[Dataset excerpt]
═══

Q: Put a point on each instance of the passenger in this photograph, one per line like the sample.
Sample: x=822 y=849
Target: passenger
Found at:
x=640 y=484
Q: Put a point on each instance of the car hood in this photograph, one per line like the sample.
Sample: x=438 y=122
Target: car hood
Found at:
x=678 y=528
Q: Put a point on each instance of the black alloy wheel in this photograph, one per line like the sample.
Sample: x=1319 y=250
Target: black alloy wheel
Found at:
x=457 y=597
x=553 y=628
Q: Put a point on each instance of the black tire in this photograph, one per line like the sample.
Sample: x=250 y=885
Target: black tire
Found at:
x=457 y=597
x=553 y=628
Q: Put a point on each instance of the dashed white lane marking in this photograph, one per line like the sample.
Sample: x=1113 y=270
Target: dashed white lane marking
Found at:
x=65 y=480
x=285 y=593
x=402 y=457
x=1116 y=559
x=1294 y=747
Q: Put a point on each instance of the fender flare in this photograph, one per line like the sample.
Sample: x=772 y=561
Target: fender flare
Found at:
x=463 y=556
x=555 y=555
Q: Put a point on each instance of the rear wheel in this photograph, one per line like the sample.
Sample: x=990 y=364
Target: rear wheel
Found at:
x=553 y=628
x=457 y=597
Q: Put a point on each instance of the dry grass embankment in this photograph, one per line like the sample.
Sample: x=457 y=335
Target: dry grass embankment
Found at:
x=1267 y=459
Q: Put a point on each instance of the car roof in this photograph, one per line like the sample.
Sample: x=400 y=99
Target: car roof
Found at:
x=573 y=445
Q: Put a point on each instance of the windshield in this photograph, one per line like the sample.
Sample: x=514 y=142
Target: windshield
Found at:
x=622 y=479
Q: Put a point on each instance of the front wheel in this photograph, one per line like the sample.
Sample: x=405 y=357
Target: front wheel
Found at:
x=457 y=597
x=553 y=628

═══

▸ Set exercise: Print all of the entries again, exactly as written.

▸ Worked solution:
Q: Put a point on each instance of the passenger in this photograph, one per line like the sample.
Sample: x=822 y=849
Target: passenger
Found at:
x=640 y=484
Q: Put a point on each instance of the car hood in this photograph, one per line like the sample.
Sample: x=438 y=122
Target: car hood
Found at:
x=678 y=528
Q: Put a point on each instance of the black alloy wheel in this photograph, one per line like the sample.
Sample: x=1319 y=250
Target: black alloy wheel
Found at:
x=457 y=597
x=553 y=628
Q: Put a point on each instance of the black tire in this photograph, one per line like the sample.
Sample: x=250 y=885
Target: black tire
Found at:
x=457 y=597
x=553 y=628
Q: Put a point on each instance of the dashed white lane marking in this photograph, one per line like the sample.
Sample: x=1113 y=270
Target: dashed white lane marking
Found at:
x=65 y=480
x=285 y=593
x=402 y=457
x=1116 y=559
x=1294 y=747
Q: Put a point on each instance of the fender flare in this photograph, one per line like the sample.
Sample: x=772 y=561
Target: fender flare
Found at:
x=463 y=556
x=555 y=555
Q: Put a point on each instance of the rear wheel in this photograph, one per line like the sample.
Sample: x=990 y=364
Target: rear wheel
Found at:
x=553 y=628
x=457 y=597
Q: Put a point on each instance of the dry grass embankment in this photograph, one per line like the sample.
Sample: x=457 y=335
Target: dry grass embankment
Found at:
x=1267 y=459
Q: Put a point on each instance of the car roof in this photograph, one per line like the sample.
Sample: x=400 y=99
Target: car roof
Found at:
x=573 y=445
Q: Put a point on each instance of the windshield in this photograph, one per line like the sample.
Sample: x=514 y=142
Target: windshield
Found at:
x=622 y=479
Q: Put a point on each instance of the front wheel in this photograph, one per line like the sample.
Sample: x=405 y=357
Target: front wheel
Found at:
x=457 y=597
x=553 y=628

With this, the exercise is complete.